**Work item**
Write out the listing below without alteration, omitting its pictures.

**Exercise inputs**

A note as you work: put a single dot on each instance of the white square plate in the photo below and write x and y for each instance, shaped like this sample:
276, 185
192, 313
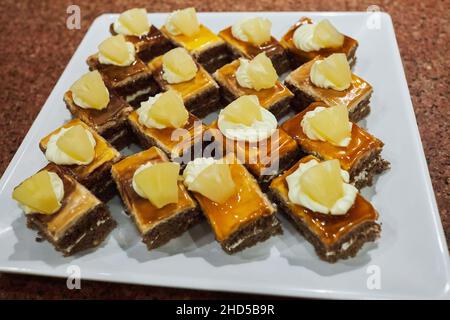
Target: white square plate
409, 261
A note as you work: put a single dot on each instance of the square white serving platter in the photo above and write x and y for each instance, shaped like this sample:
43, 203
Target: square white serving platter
410, 260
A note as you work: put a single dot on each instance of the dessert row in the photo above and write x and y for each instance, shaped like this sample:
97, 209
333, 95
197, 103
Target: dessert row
152, 86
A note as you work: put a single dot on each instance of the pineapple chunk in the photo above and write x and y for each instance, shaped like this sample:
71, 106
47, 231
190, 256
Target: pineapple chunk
326, 35
261, 72
244, 110
336, 69
186, 21
332, 124
323, 183
159, 183
116, 49
169, 110
37, 193
215, 183
136, 21
76, 144
91, 89
257, 30
179, 62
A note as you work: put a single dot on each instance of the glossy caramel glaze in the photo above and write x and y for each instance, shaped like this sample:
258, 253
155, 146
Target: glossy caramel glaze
104, 152
145, 214
287, 42
201, 82
350, 97
202, 40
77, 202
242, 208
328, 228
173, 141
116, 111
362, 143
259, 157
249, 50
267, 97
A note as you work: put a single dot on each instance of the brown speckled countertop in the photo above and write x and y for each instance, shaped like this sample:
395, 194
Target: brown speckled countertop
36, 46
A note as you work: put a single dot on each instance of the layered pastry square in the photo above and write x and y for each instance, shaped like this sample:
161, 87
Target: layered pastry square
230, 198
250, 37
164, 122
256, 77
184, 30
177, 70
63, 211
122, 71
84, 154
330, 80
306, 40
154, 197
148, 41
326, 210
250, 132
102, 109
327, 134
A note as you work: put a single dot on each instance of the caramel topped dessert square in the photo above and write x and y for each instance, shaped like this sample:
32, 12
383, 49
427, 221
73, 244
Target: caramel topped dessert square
154, 197
360, 156
355, 96
301, 45
339, 221
63, 211
84, 154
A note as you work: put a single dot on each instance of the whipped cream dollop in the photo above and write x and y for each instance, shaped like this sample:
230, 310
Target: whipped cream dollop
296, 195
58, 189
313, 134
56, 155
259, 130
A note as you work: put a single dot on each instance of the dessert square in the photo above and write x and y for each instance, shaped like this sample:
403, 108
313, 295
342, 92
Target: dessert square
96, 176
244, 219
361, 158
110, 122
157, 226
205, 46
82, 222
334, 237
356, 97
200, 95
134, 83
273, 50
297, 57
150, 45
179, 147
265, 159
276, 99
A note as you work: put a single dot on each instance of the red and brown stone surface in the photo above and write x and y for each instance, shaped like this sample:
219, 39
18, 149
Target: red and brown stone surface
36, 47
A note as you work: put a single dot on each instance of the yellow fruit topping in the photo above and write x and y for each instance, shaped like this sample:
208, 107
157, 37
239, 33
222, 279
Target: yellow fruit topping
215, 183
90, 90
326, 35
178, 66
117, 50
257, 30
332, 124
169, 110
186, 21
159, 183
37, 193
136, 21
244, 110
336, 69
323, 183
76, 144
261, 72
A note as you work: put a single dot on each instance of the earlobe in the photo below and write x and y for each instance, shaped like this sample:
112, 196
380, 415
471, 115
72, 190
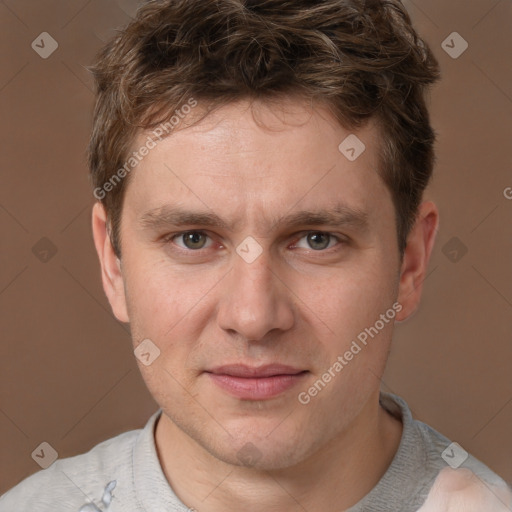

**Task output**
A note as you work: put a single dot on each instance of the white square plate in the photo below and write x and y for each instance, shaped like this sample:
276, 185
192, 313
Target: white square plate
409, 261
A note as you work: put a single dot on each instance of the square white serving platter in the photo above and write x and y for each instance, shaped like this sample:
43, 203
Target: square white serving platter
410, 260
A note as you work: put a single dot on each instance of the dessert row in the photo above and write x and y for each instance, shaped like this sample:
97, 209
333, 95
197, 103
Target: dessert row
152, 86
A note as you work: put a single dot on each instance of the pineapple chunk in the photo above and write x and y for each instance, shaped like this sample:
71, 106
47, 231
190, 256
Target: pineapple chunk
326, 35
261, 72
244, 110
336, 69
186, 21
332, 124
323, 183
159, 183
116, 49
169, 110
37, 193
215, 183
136, 21
76, 144
91, 89
257, 30
179, 62
A note as you work: put a single dot on each instance of the glossy caramel glaze in the photo above and write x and y for each instance, shaped like this sample:
258, 253
155, 146
Target: glossy caramel glaze
104, 152
145, 214
287, 42
201, 82
350, 97
202, 40
77, 202
242, 208
328, 228
173, 141
116, 111
362, 143
259, 157
249, 50
267, 97
A note as you work: put a single dot on each instance of the brown speckled countertop in the photo above and write x and y for each instance, shaped like this sample:
395, 194
Target: brown speckled countertop
36, 46
A note as you work: put a single dot on each instance of the layered pastry square in the photo above and write x and y for each instance, shaped like this sample:
161, 87
Target: layered pastry square
230, 198
250, 37
164, 122
256, 77
184, 30
177, 70
63, 211
122, 71
84, 154
330, 80
306, 40
154, 197
148, 41
326, 210
250, 132
102, 109
327, 134
A note as you work: put a single dot on each instance of the caramel topped dessert square in the photo above and write x and y for each instance, shaped like this sample:
32, 12
383, 49
427, 221
73, 244
Target: caramel topped dessert square
154, 197
360, 156
355, 96
301, 45
339, 221
63, 211
84, 154
A note as you work: put a single dot on each instance of the whipped cream dollop in the photo above and write x and y for each instance, shaped like this sample:
230, 310
Target: whipped cream dollop
296, 195
58, 189
313, 134
56, 155
259, 130
A note as you work: put a single dot on each instance of the dessert square in the photo above and write x and y for each instance, shaped like this sample:
403, 108
313, 295
342, 92
Target: dessert square
96, 176
244, 219
361, 158
110, 122
157, 226
205, 46
82, 222
334, 237
356, 97
200, 95
134, 83
273, 50
297, 57
150, 45
179, 147
265, 159
276, 99
A note as you work: put a single dot on each instance of the red and brown stone surface in the photo above and write x and y for each instance, shaped like this sample:
219, 39
18, 149
Target: red and brown stone surface
36, 47
A note as you work: put a single dot on each instance of the yellow fruit topping in the photo above and write x and y for each instance, shaped like this sample:
208, 107
157, 37
239, 33
222, 279
Target: yellow fruit topping
215, 183
90, 90
326, 35
178, 66
117, 50
257, 30
332, 124
169, 110
186, 21
159, 183
37, 193
136, 21
244, 110
336, 69
323, 183
76, 144
261, 72
A note as you work: put a single dot on each instance of the earlobe in the photo below and write x and y for each instance, shaped like this sample:
112, 196
380, 415
471, 115
72, 190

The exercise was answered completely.